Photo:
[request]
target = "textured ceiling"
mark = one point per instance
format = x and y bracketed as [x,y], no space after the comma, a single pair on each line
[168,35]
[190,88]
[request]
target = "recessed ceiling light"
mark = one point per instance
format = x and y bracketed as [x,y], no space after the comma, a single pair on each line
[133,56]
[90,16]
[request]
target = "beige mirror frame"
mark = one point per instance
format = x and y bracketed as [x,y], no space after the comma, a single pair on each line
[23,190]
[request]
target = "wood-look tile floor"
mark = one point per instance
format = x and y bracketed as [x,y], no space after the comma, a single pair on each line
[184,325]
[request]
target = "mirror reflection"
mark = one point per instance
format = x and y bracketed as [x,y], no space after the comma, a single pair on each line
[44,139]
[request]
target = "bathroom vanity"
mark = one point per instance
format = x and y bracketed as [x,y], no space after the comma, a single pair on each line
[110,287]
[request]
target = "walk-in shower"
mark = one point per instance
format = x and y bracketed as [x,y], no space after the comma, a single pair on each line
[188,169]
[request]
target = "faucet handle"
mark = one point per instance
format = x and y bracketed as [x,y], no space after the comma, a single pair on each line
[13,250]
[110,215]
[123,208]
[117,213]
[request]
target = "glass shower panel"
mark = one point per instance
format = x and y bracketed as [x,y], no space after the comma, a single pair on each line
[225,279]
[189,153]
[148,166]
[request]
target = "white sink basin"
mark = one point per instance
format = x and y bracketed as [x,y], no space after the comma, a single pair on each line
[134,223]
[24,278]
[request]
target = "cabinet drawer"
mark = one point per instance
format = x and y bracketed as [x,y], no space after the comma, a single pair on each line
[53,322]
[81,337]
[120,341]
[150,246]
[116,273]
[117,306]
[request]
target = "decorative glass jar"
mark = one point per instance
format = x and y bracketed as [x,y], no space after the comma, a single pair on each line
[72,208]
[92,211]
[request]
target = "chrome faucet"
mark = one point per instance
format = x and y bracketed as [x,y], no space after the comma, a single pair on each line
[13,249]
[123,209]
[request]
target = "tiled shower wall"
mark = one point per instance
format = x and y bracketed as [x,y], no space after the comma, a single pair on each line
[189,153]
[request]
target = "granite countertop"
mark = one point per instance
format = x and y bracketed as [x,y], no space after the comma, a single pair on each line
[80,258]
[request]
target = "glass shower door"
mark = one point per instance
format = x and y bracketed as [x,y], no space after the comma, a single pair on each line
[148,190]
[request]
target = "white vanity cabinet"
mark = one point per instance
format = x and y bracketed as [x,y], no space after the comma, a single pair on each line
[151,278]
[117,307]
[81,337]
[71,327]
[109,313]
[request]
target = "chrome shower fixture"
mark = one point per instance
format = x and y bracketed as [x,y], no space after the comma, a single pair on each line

=-=-=-=-=

◆ **What is being asked**
Using the listing above, retype each line exactly.

◆ **Answer in full**
Photo:
[request]
target = "textured ceiling"
mark = one point per instance
format = x and y bracketed as [x,y], no space after the comma, a single pair on each line
[168,35]
[190,88]
[request]
target = "recessed ceiling light"
mark = one point per instance
format = x and y bracketed as [x,y], no space after the comma, a single pair on each line
[133,56]
[90,16]
[request]
target = "beige mirror frame"
mark = one point per instance
format = x and y bracketed as [x,y], no space after the comma, a single pair on each line
[23,190]
[request]
target = "wood-look tile floor"
mark = one point per instance
format = x and y bracketed as [x,y], no space after the comma, a single pair on each line
[184,325]
[request]
target = "mirror reflection"
mark = one point per instance
format = x and y bracketed as [x,y], no space after the comma, a single pair on each line
[44,139]
[request]
target = "bathroom vanity"
mark = one point per instance
format = x and y bracketed as [x,y], no space after the comma, a single pair on each line
[110,287]
[request]
target = "walk-in shower"
mark = one point per instance
format = x and y bracketed as [x,y], no space after the comma, a single pair on each line
[188,169]
[request]
target = "faucet handle"
mark = one point per instance
format = x and y bracketed as [x,y], no space after the comma, a single pair on each line
[13,250]
[110,215]
[123,208]
[117,213]
[request]
target = "glass shower panel"
mark = one point per instance
format = x and y bracketed as [x,y], no space after the comma, a single pair on each line
[225,279]
[189,153]
[148,166]
[request]
target = "white sink basin"
mark = one point per instance
format = x and y bracketed as [x,y], no space after the comma, a single pair on each line
[134,223]
[24,278]
[request]
target = "cabinet drawer"
mark = one point per instance
format = x and y bracketed as [x,y], no space after the comma, a single pair on each line
[53,322]
[81,337]
[120,341]
[150,246]
[116,273]
[117,306]
[request]
target = "decorative glass jar"
mark = one point per instance
format = x and y bracketed as [x,y], no space after the comma, a single pair on each line
[72,208]
[92,211]
[request]
target = "chrome faucet"
mark = one point per instance
format = x and y bracketed as [x,y], no space after the comma, a single pair on each line
[13,249]
[123,209]
[request]
target = "tiled shower wall"
mark = one point per instance
format = x and y bracketed as [x,y], no space after the comma, a single pair on each line
[189,153]
[request]
target = "granite countertop"
mark = one point per instance
format = x and y bracketed as [x,y], no space after the comma, a single pair on each line
[80,258]
[request]
target = "glass shower door"
mark = one point per instance
format = x and y bracketed as [x,y], no space after the comma, a single pair on each line
[148,190]
[request]
target = "white vanity cabinet"
mark = one point per instance
format = x and y bracketed as [x,y], no space after the comma, a single pair on each line
[151,278]
[117,307]
[81,337]
[71,327]
[109,313]
[request]
target = "chrome shower fixture"
mark = one point per instance
format = x and y bracketed as [x,y], no space after the comma, a single pair on each line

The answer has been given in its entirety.